* **Source document**

----------

Export Prohibitions & Restrictions:

Per the UK Trade Tariff, certain restrictions are placed on goods leaving the UK. Restrictions are placed on primarily three categories of goods leaving by the UK:

  • Strategic Goods: These refer to military and dual-use goods, i.e., civil goods that may have a military use. Such goods are under the jurisdiction, and require a license from the Department for Business Innovation and Skills (BIS),
  • Cultural Goods: Such goods, which may hold cultural and/or historical significance, are monitored by, and require a license from the Department for Culture, Media and Sport,
  • Controlled Drugs & Precursor Chemicals: A license is required from the British Home Office to export goods that classify as “drugs” or may be used for the preparation of the same.

To facilitate the export of the aforementioned goods, the BIS, and the Department for Culture, Media, and Sport issue the following licenses:

  • Open Export General Licenses (OGELs): such licenses sanction the export of specified goods only to particular destinations by the exporter,
  • Open Individual Export Licenses (OIELs): such licenses give the exporter authority to export unlimited quantities of specific goods to particular destinations,
  • Community General Export Authorization (CGEA): such licenses grant the exporter authority to export most (not all) dual-use goods to the United States of America, Australia, Japan, Canada, Norway, New Zealand, and Switzerland,
  • Standard Individual Export Licenses (SIELs): such licenses grant the exporter authority to export goods in particular amounts only to specific destinations.

It is interesting to note that the need for having an export license is waived in the following cases:

  • In the events that the goods are being transported/exported onboard flights abroad on aircraft which are owned and operated by the Civil Aviation flying unit,
  • In the events that the goods are bring transported on behalf of the British Council,
  • In the events that the goods are being exported on behalf of UK government departments, such as, but not limited to, HM Ambassadors, High Commissioners, and Governors of certain Commonwealth countries.

The content of this article is intended to provide a general guide to the subject matter. Specialist advice should be sought about your specific circumstances.

----------

(Records from a data collection)
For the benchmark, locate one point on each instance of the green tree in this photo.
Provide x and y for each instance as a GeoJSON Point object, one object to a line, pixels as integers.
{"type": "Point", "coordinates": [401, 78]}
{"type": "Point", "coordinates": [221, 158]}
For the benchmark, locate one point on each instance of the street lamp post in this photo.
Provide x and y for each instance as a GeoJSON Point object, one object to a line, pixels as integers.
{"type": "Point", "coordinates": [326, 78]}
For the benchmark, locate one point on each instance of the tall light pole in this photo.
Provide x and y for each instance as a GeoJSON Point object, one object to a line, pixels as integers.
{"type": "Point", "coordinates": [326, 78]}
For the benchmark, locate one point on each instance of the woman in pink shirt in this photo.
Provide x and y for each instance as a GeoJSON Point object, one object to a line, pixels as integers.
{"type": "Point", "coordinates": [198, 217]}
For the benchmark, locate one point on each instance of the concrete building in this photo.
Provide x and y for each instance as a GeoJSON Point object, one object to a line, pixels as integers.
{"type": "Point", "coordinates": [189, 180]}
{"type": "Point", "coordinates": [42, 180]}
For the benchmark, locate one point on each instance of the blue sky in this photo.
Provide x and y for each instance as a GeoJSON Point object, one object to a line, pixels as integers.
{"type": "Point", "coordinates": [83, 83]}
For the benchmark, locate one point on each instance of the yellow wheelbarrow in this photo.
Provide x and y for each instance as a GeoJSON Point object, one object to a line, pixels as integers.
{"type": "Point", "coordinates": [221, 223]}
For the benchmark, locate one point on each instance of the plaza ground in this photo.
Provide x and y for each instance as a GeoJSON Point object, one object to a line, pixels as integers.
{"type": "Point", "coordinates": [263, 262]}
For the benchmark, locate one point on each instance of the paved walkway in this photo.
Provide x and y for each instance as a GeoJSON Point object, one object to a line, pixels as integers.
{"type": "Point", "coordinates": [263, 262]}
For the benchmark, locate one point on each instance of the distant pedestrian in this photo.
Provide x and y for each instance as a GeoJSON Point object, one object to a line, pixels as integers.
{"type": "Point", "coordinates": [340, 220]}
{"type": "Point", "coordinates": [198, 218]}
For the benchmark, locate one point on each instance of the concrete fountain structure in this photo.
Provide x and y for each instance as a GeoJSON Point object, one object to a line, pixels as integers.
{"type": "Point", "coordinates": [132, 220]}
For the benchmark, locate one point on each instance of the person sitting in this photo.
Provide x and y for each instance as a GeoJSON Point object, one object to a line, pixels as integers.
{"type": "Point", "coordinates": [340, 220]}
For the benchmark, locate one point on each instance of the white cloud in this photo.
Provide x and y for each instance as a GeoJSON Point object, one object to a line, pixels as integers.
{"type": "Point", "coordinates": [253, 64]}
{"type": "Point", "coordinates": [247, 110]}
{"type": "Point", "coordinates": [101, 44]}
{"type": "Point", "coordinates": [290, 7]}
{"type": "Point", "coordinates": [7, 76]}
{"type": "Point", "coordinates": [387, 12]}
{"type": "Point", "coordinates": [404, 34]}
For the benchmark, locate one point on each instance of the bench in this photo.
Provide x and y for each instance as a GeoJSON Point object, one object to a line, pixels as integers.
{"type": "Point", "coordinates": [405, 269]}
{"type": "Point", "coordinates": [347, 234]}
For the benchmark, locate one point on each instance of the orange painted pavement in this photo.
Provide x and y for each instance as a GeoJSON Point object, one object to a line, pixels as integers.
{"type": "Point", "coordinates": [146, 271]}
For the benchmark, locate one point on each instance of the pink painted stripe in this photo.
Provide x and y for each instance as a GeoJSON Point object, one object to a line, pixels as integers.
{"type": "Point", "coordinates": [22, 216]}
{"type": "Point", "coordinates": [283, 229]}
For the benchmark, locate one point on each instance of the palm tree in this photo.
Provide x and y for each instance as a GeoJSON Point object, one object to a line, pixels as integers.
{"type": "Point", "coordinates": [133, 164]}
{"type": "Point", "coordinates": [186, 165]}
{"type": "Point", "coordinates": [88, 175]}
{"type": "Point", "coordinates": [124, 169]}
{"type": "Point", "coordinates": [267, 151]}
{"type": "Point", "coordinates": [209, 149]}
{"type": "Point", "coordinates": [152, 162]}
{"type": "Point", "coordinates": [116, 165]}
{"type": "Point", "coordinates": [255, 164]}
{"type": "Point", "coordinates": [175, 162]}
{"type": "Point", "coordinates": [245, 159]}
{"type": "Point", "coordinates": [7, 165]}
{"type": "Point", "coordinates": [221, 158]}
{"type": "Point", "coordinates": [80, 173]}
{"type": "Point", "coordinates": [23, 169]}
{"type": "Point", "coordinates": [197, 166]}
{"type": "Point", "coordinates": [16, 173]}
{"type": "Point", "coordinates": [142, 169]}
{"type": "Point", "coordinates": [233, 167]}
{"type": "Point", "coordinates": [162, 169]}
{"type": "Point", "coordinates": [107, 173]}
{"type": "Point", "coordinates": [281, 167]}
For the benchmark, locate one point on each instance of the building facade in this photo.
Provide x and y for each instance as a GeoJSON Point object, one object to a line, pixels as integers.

----------

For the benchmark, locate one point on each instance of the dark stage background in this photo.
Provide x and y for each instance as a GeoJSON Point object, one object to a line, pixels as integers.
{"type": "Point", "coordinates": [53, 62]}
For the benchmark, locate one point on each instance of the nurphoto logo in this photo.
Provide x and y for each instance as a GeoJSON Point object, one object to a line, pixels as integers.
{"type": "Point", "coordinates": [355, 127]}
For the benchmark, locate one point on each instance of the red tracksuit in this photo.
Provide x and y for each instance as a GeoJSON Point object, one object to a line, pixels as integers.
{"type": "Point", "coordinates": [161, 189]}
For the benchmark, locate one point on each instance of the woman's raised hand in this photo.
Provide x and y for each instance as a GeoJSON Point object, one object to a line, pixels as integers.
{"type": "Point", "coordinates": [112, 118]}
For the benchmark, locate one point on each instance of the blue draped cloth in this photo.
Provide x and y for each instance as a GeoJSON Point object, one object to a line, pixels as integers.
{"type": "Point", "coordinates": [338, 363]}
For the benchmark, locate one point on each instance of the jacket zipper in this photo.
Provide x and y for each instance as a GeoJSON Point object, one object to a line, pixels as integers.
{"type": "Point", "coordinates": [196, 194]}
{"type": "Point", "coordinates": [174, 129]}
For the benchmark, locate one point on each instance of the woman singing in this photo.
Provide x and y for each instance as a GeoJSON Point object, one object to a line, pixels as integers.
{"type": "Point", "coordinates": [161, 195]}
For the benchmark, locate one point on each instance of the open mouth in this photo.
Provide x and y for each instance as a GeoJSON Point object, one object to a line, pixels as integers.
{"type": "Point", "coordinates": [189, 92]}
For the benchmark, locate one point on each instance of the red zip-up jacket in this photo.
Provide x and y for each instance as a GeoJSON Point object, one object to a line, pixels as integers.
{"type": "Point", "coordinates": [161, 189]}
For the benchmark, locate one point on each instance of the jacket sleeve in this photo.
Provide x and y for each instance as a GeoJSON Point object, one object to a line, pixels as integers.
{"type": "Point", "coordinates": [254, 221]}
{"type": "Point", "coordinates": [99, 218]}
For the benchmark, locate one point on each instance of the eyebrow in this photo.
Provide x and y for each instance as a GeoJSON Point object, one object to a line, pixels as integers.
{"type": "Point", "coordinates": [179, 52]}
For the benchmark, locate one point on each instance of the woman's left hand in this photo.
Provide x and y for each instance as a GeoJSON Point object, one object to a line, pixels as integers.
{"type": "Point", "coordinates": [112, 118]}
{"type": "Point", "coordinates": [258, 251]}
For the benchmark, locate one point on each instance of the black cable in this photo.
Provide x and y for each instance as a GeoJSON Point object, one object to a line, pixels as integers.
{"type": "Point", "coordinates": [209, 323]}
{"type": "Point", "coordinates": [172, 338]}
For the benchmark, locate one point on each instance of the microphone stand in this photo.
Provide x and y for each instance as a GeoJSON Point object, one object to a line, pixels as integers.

----------

* **Study questions**
1 – In the export restrictions text, which body must license the export of controlled drugs and precursor chemicals?
2 – From the export restrictions text, extract the passage from "Per the UK Trade" to "of the same.".

* **Written answers**
1 – The British Home Office.

2 –
Per the UK Trade Tariff, certain restrictions are placed on goods leaving the UK. Restrictions are placed on primarily three categories of goods leaving by the UK:

  • Strategic Goods: These refer to military and dual-use goods, i.e., civil goods that may have a military use. Such goods are under the jurisdiction, and require a license from the Department for Business Innovation and Skills (BIS),
  • Cultural Goods: Such goods, which may hold cultural and/or historical significance, are monitored by, and require a license from the Department for Culture, Media and Sport,
  • Controlled Drugs & Precursor Chemicals: A license is required from the British Home Office to export goods that classify as “drugs” or may be used for the preparation of the same.